▸ Passage:
+ + + +
Cite as 2024 Ark. App. 262
ARKANSAS COURT OF APPEALS
DIVISION IV
No. CR-23-368
Opinion Delivered April 17, 2024
CURTIS CARNLEY APPEAL FROM THE MILLER
APPELLANT COUNTY CIRCUIT COURT
[NO. 46CR-21-421]
V.
HONORABLE BRENT HALTOM,
STATE OF ARKANSAS JUDGE
APPELLEE
DISMISSED
MIKE MURPHY, Judge
Appellant Curtis Carnley appeals the order of the Miller County Circuit Court
sentencing him to thirty years’ imprisonment in the Arkansas Division of Correction.
Carnley pleaded guilty to second-degree murder in exchange for the thirty-year sentence, but
on appeal he argues that the circuit court erred because it improperly imposed a sentence
greater than the maximum presumptive sentence for the crime. The State moved to dismiss
Carnley’s appeal, arguing that this court lacks jurisdiction to consider Carnley’s argument.
We grant the State’s motion.
Carnley’s point on appeal is that the circuit court erred by sentencing him to more
than the maximum presumptive sentence of twenty-five years’ imprisonment because the
court failed to attach to the sentencing order the written reasons for its departure as required
by Arkansas Code Annotated section 16-90-804(b)(2)(B) (Supp. 2019). That statute provides
that written reasons are required to be attached to sentencing orders when there are agreed
departures from the presumptive sentence range.
+ + + +
▸ Short exercise: List every person named in the court opinion. The material after this court opinion is separate from it.

▸ Provided material:
+ + + +
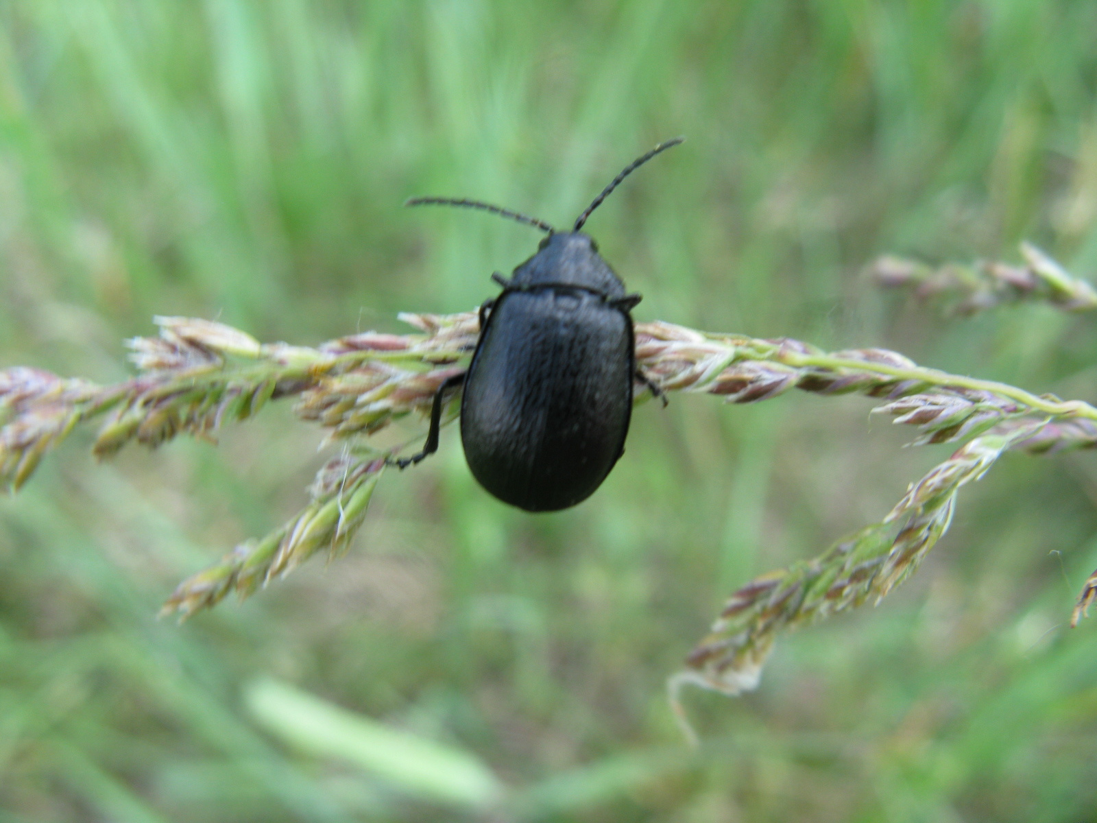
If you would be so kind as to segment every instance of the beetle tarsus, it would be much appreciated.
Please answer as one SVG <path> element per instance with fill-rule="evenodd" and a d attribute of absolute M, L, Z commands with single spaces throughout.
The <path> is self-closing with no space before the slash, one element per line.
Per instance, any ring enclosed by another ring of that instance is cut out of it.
+ + + +
▸ Written reply: Curtis Carnley, Brent Haltom, Mike Murphy